Rabbin Simon Levy
Féret, Maisonneuve. (p. 15-27).


CHAPITRE PREMIER

CE QUI EST EN QUESTION


Deux grands esprits, Bossuet et Guizot, l’un catholique, l’autre protestant, tous deux chrétiens sincères, convaincus, ardents même, ont été amenés, dans le cours de leurs écrits, à examiner ce que le Christianisme a fait de plus et de mieux que le Judaïsme. C’est bien ainsi que la question devait se poser pour eux. Admettant l’un et l’autre que leur religion est venue achever, parfaire, consommer celle des Hébreux, il leur a bien fallu trouver au Christianisme quelque supériorité sur le Judaïsme. C’est à chercher cette supériorité qu’ils se sont tous deux appliqués, et, quoique partant du même point, quoique poursuivant le même but et travaillant sur les mêmes documents, ils sont cependant arrivés à des résultats différents, j’oserai dire opposés.

Le fait seul de cette divergence d’opinion entre deux intelligences aussi élevées, peut déjà donner à supposer que l’une et l’autre sont tombées dans l’erreur. Quand, sur une matière aussi considérable et dans laquelle le doigt de Dieu doit s’être montré si manifestement, on en est encore à faire des conjectures ; quand on ne s’accorde pas et que parfois même on se contredit, il est bien permis, ce semble, de douter de l’originalité, de la grandeur exclusive, de la perfection spéciale et supérieure qu’on se plaît à accorder à l’une des deux doctrines comparées. La supériorité vraie ne se déduit et ne se conjecture pas ; elle s’affirme par la clarté et la précision.

Voyez les diverses révélations qui se sont succédé d’Adam à Moïse, et dont nous prétendons que la dernière a été supérieure aux autres ! Là, tout s’établit clairement. Lorsque Dieu apparut à Moïse et lui dit : Je suis celui qui suis[1] » ne se fit-il pas autour de cette révélation nouvelle comme un nouveau jour ? Je suis celui qui suis, c’est-à-dire à moi seul appartient la perfection absolue ; je suis l’Être par excellence ; vers moi doivent converger toutes les pensées, toutes les aspirations de l’humanité ; c’est à imiter ma sainteté que les hommes doivent tendre sans cesse, et c’est pour leur enseigner le chemin qui conduit vers moi que je t’envoie, toi, Moïse, mon serviteur. Les patriarches m’ont connu[2], m’ont adoré ; ils ont cherché à répandre autour d’eux la connaissance de mon nom ; à Noé aussi je m’étais montré avec mes attributs de puissance et de justice. Mais ni Noé ni les patriarches n’avaient pour mission de proposer au genre humain la voie qui rapproche de moi. Je n’avais pas fait descendre dans leurs mains ce code de préceptes que je mets entre les tiennes.

*Consigne*:
D'après le texte, quels sont les deux auteurs, l'un catholique et l'autre protestant, qui ont cherché ce que le Christianisme a fait de plus que le Judaïsme ? Vous n'avez pas besoin du matériel pour faire l'exercice.

*Matériel fourni*:

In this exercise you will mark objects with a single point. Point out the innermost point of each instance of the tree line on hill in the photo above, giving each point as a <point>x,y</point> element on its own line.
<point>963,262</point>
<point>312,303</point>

*Réponse*:
Bossuet et Guizot.